- **Task prompt**: Starting with the line that has "Where can the woman's hand" in it, repeat every line through the last one, word for word, and give nothing more.

Position identification records
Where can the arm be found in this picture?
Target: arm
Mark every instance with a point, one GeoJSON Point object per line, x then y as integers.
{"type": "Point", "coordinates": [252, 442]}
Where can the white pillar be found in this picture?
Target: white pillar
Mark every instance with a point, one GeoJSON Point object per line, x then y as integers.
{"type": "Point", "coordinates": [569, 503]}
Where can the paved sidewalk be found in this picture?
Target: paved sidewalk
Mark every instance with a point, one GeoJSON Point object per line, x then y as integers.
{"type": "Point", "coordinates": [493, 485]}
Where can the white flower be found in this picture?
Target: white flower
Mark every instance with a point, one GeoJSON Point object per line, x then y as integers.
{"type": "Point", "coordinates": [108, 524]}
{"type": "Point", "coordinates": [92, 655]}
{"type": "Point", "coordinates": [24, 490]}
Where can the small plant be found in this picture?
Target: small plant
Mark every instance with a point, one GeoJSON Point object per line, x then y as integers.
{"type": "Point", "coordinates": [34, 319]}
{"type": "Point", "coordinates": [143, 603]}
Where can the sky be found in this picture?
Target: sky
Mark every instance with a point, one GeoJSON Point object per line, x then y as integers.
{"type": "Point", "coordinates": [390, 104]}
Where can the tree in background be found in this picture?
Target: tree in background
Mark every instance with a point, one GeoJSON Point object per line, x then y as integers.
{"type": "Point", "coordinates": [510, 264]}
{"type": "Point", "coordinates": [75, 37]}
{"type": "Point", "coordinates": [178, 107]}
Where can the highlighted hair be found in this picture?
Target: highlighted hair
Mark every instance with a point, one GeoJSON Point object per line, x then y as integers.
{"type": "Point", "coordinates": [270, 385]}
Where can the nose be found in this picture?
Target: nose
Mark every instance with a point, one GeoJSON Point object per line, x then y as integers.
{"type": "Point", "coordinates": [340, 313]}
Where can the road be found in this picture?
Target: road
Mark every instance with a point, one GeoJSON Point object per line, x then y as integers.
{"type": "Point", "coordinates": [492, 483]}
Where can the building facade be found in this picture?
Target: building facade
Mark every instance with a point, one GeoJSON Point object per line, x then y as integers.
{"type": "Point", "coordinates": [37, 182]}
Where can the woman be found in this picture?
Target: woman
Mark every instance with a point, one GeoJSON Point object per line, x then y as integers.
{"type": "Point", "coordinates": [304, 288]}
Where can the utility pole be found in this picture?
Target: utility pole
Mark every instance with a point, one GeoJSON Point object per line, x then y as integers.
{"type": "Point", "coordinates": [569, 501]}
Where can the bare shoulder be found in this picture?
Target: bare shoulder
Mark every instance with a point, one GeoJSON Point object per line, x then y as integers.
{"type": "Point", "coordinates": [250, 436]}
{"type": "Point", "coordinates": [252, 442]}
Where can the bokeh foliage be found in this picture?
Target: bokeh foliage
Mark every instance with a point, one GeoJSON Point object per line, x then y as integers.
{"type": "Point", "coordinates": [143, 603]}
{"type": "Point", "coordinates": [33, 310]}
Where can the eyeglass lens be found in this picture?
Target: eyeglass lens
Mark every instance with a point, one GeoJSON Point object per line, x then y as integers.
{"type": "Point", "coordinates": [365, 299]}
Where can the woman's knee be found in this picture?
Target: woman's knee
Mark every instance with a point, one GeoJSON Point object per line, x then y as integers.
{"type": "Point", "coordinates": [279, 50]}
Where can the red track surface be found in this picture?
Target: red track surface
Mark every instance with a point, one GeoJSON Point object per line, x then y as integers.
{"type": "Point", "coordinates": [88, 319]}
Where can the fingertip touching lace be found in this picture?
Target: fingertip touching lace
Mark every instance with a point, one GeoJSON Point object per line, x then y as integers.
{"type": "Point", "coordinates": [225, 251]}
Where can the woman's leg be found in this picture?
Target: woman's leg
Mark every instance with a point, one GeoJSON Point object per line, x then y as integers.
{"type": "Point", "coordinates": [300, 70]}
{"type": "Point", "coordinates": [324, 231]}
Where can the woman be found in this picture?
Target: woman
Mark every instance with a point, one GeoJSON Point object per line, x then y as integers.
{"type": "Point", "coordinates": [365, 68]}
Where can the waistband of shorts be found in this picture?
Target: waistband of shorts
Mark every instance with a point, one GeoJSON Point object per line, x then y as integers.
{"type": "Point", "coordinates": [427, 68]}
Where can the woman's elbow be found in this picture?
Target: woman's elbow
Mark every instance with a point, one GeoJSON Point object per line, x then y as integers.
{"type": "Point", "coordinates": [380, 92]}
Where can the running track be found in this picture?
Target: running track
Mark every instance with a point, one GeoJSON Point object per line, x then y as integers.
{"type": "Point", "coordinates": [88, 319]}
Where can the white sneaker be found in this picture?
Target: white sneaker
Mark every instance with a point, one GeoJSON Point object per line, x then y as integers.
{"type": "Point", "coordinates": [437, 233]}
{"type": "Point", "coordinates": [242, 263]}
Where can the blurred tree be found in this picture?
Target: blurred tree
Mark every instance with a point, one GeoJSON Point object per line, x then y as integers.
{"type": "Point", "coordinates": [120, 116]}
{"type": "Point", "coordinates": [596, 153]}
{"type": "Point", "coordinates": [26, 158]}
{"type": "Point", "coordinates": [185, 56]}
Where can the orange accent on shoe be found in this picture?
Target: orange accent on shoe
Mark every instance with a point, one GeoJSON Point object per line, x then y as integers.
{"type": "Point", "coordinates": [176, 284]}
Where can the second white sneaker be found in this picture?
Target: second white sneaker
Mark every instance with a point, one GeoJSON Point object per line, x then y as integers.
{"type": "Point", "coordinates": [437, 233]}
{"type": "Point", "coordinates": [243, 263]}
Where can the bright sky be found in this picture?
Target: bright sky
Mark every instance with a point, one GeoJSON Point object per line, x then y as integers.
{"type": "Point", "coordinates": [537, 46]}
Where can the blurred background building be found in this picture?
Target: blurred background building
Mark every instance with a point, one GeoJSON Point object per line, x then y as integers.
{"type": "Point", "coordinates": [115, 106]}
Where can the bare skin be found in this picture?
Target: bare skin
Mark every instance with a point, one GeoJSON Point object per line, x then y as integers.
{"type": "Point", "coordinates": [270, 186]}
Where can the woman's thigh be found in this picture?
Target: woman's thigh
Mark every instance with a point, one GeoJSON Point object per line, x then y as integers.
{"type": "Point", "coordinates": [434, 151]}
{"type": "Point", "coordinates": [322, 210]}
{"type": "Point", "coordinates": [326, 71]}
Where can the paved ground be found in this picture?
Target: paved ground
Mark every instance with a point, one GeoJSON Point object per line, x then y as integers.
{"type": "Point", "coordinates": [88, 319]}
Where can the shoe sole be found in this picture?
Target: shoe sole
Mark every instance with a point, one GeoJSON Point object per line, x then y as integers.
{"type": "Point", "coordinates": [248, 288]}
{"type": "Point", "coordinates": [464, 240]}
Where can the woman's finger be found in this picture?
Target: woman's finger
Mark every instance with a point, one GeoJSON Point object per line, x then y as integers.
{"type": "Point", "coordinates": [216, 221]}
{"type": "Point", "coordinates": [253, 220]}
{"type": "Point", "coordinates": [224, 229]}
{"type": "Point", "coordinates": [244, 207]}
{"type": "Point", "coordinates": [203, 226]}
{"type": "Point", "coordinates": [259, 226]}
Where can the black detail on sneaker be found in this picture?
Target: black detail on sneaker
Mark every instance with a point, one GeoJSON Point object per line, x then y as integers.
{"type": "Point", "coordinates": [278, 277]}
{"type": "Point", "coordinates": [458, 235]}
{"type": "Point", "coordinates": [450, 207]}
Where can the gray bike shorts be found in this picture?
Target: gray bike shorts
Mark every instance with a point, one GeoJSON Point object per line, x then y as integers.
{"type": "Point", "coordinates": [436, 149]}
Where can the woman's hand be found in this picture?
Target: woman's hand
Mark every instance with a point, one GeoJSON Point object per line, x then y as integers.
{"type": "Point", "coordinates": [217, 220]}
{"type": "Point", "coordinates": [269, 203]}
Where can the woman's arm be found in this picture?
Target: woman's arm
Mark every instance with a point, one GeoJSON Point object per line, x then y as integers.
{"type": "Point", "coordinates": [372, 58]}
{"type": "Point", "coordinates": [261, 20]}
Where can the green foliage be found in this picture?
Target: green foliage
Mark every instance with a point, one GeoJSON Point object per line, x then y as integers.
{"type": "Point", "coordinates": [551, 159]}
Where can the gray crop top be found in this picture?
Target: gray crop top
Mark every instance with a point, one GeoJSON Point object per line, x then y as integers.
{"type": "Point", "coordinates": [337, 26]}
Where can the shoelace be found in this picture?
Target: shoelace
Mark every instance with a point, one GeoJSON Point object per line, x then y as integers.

- **Task result**:
Where can the woman's hand be found in this picture?
Target: woman's hand
Mark every instance with a point, one GeoJSON Point object per line, x then y as integers.
{"type": "Point", "coordinates": [217, 220]}
{"type": "Point", "coordinates": [269, 203]}
Where can the woman's arm be found in this picture?
Target: woman's arm
Mark every instance with a point, one GeoJSON Point object per line, x then y as integers.
{"type": "Point", "coordinates": [372, 58]}
{"type": "Point", "coordinates": [261, 20]}
Where can the green foliage be found in this picture?
Target: green foliage
Mark every instance with a point, one GeoJSON Point object per line, x then y as integers.
{"type": "Point", "coordinates": [551, 159]}
Where can the gray crop top be found in this picture?
Target: gray crop top
Mark every instance with a point, one GeoJSON Point object per line, x then y as integers.
{"type": "Point", "coordinates": [337, 26]}
Where can the shoelace be found in this picture?
Target: shoelace
Mark every instance with a point, one GeoJSON Point object per line, x then y as integers.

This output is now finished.